## EXERCISE INSTRUCTIONS
A - Rewrite the paragraph in the excerpt on funds that doubled in a year that begins "In 2020, 15 stock mutual funds" more briefly, keeping its main facts.
B - Carry the excerpt on funds that doubled in a year forward from the point where it stops.

* Start PAGE EXTRACT *

Funds that doubled usually lost money in the ensuing years, a worrisome portent for the funds that gained 100% or more in 2020.

Executive Summary

  • Eighteen equity funds posted gains of 100% or more in 2020, the most since 2009.
  • Of the 123 stock funds that gained 100%-plus between 1990 and 2016, just 24 made money in the three years following their big gain, with the average fund losing around 17% per year.
  • Funds that lost money in the years before their big gain were far likelier to earn a positive return in the years after that big year than funds that made money in the run-up to their big gain.
  • Seventeen of the 18 funds that gained 100% or more in 2020 had also earned positive returns over the prior three years, with the average fund gaining more than 23% per year from 2017 to 2019.
  • These 18 funds tend to invest in stocks that are very expensive--they were recently trading at around three times the valuation of the NASDAQ 100 Index, on average.

Introduction In 2020, 15 stock mutual funds and three exchange-traded funds posted gains of 100% or more. That was the most since 2009, when 29 funds achieved the same feat. Investors have taken notice, with those 18 funds and ETFs gathering nearly $19 billion in inflows last year in total.

But what tends to happen to stock funds after they post a gain of 100% or more in a year? To answer that question, we scoured return data from the past three decades, finding:

  • Funds have gained 100% or more in a calendar year 141 times since 1990. This amounts to 0.18% of all calendar-year returns reported over that span, making it a very rare occurrence.

Exhibit 1: Number of Stock Funds to Gain 100% or More in a Calendar Year (as of Dec. 31, 2020; includes dead funds; oldest share class only)

* End PAGE EXTRACT *
* Start STORED RECORDS *

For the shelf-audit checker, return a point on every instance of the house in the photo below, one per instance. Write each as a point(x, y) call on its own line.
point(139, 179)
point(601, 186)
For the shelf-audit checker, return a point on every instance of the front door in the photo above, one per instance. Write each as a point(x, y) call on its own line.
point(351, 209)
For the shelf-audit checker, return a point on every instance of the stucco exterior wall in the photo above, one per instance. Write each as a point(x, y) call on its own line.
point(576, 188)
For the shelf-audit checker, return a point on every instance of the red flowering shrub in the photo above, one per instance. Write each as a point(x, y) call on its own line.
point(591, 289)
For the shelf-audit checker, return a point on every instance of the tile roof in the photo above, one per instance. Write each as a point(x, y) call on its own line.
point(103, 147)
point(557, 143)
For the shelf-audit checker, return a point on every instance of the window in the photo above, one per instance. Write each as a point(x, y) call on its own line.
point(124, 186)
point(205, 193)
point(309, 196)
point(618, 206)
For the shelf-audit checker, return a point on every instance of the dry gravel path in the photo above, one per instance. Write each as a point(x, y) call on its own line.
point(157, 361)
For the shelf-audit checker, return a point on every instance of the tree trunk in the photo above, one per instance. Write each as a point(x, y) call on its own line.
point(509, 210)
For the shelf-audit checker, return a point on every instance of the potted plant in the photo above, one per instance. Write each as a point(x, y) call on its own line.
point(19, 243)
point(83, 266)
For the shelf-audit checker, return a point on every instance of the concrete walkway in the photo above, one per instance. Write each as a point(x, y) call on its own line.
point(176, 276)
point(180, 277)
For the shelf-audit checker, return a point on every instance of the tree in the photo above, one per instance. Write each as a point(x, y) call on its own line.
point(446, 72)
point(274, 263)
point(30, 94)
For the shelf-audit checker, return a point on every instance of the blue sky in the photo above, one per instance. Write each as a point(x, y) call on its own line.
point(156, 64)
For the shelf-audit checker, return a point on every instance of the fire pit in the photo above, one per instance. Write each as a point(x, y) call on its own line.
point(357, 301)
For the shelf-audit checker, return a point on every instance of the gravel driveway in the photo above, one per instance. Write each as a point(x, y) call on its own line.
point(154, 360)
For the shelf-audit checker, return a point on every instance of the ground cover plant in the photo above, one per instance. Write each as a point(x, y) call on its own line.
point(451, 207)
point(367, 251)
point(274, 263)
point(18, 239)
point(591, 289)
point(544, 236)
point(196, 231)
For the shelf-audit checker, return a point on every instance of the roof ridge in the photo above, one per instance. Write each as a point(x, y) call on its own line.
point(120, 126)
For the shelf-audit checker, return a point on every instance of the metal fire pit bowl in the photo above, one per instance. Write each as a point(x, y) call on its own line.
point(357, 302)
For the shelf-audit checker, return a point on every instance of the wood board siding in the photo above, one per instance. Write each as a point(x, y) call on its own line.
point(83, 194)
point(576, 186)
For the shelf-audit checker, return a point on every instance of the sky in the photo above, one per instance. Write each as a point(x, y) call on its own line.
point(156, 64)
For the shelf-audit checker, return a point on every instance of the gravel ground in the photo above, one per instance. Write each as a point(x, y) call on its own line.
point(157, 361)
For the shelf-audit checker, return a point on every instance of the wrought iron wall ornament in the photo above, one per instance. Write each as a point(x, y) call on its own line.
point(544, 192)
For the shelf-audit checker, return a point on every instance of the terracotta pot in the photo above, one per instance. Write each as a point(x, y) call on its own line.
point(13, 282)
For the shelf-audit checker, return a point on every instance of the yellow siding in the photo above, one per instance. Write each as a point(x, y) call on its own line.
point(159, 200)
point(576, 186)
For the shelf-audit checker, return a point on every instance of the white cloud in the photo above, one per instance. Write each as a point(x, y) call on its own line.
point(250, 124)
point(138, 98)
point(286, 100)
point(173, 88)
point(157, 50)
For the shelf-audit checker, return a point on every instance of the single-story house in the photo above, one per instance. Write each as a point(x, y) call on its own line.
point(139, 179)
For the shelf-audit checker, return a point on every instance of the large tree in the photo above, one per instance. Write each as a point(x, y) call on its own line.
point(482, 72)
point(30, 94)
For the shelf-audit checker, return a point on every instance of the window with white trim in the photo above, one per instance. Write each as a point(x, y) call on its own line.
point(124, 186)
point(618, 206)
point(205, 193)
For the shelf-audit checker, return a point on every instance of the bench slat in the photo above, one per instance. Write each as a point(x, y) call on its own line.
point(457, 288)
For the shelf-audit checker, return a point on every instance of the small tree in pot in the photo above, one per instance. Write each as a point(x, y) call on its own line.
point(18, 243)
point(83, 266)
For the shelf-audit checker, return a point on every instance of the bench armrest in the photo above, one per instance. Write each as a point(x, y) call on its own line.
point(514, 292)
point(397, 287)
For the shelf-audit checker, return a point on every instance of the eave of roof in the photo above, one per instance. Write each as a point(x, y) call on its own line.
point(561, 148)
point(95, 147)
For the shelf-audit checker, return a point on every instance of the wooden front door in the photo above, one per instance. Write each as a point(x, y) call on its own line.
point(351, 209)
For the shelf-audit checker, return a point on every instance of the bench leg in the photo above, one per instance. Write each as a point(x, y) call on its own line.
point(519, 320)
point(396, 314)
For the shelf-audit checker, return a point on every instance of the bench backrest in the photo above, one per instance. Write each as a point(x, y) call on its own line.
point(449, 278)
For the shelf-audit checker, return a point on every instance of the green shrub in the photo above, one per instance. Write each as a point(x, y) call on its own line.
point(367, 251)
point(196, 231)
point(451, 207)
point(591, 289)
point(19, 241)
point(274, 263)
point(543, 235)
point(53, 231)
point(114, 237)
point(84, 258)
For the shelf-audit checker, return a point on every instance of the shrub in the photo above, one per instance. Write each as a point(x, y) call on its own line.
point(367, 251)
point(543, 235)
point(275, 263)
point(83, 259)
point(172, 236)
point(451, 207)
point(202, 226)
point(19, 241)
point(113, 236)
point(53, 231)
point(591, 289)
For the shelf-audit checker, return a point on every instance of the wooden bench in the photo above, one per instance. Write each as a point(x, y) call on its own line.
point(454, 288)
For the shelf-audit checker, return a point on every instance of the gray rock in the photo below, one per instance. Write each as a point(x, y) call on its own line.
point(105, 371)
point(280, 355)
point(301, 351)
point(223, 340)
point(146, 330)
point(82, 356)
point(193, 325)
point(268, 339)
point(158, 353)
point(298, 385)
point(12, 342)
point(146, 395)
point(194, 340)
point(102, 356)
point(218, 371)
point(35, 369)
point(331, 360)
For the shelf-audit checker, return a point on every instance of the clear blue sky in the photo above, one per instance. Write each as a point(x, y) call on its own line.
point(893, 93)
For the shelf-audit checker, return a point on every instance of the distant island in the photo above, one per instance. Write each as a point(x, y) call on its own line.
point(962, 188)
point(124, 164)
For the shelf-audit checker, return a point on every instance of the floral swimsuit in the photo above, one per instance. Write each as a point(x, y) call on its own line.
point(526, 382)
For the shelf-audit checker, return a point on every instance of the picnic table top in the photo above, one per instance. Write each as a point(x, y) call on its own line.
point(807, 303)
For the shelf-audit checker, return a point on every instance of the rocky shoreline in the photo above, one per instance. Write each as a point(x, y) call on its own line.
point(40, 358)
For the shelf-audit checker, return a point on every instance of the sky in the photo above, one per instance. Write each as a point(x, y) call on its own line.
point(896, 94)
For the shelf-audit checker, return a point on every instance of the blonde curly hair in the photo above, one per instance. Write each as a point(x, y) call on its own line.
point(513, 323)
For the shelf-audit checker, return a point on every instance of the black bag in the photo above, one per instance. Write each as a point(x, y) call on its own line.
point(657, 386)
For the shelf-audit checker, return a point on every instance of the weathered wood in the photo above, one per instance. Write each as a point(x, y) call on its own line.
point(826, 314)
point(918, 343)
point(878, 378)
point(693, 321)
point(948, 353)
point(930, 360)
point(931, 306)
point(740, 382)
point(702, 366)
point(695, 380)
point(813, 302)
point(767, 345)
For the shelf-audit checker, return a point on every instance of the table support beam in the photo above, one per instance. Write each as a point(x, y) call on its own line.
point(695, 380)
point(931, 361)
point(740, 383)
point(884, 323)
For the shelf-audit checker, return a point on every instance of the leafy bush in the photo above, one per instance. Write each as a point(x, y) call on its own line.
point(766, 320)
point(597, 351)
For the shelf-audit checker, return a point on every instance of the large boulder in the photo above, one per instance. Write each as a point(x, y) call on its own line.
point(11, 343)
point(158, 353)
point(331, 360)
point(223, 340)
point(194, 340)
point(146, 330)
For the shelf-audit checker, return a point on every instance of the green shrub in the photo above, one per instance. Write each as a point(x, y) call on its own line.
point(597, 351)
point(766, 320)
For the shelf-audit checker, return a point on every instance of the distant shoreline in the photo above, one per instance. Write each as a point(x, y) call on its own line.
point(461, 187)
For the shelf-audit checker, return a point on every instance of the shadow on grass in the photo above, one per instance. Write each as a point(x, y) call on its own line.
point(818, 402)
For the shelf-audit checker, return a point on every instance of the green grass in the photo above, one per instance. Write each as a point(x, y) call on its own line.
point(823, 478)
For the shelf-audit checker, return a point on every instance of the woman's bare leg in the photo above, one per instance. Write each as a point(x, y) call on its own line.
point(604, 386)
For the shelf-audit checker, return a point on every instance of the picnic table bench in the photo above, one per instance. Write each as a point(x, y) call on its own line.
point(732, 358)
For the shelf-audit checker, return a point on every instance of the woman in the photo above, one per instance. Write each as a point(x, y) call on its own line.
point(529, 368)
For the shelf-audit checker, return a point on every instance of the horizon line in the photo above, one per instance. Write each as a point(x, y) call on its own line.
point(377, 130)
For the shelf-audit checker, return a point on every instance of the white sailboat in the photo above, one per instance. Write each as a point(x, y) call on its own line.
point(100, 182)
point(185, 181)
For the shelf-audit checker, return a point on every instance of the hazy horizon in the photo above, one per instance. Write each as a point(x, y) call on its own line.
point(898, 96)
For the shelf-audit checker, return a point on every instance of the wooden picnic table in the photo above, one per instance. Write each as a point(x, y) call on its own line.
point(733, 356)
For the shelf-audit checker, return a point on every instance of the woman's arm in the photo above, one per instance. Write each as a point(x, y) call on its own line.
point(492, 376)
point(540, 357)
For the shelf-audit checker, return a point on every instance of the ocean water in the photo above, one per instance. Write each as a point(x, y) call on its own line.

* End STORED RECORDS *

## PER-TASK ANSWERS
A - In 2020, 15 stock mutual funds and three ETFs gained 100% or more, the most since 29 funds did so in 2009. Together these 18 funds drew nearly $19 billion in inflows that year.

B -
- source: Morningstar Analysts

  • The ensuing years tended to be unkind to these funds: The average fund tumbled to a 9.9% loss in the year following its big gain, a 17.5% annual loss in the two subsequent years, and a 16.6% per year loss in the three years that followed.

Exhibit 2: Subsequent Average Annual Return of Stock Funds That Gain 100%-plus in a Calendar Year (as of Dec. 31, 2020; includes dead funds; oldest share class only)

- source: Morningstar Analysts

  • Subsequent losses were widespread among these funds. Of the 123 funds to have gained 100% or more in a calendar year since 1990, only 24 earned a positive return in the three years that followed. In other words, 80% of these funds went on to lose money.

Exhibit 3: Funds That Gained 100% or More in a Calendar Year: Breakdown of Number of Funds that Lost versus Gained in the Years That Followed (Jan. 1, 1991-Dec. 31, 2020; includes dead funds; oldest share class only)

- source: Morningstar Analysts

Silver Linings? Are there silver linings? Yes. Eighty-eight of the 123 funds were go-go tech/Internet darlings that soared in 1999 but crashed after, losing 24.1% per year from Jan. 1, 2000, to Dec. 31, 2002. While that's hardly encouraging, these tended to be narrower funds that owned low-quality names.

By contrast, the 18 funds that scored big gains in 2020 are better diversified and tend to own higher-quality names, the bulk being stocks our equity analysts have assigned a narrow (22% of holdings) or wide (38%) economic moat rating, indicating they possess a competitive advantage. (The analysts assign Tesla TSLA, which is the largest holding of these 18 funds at more than 8%, a narrow moat rating.)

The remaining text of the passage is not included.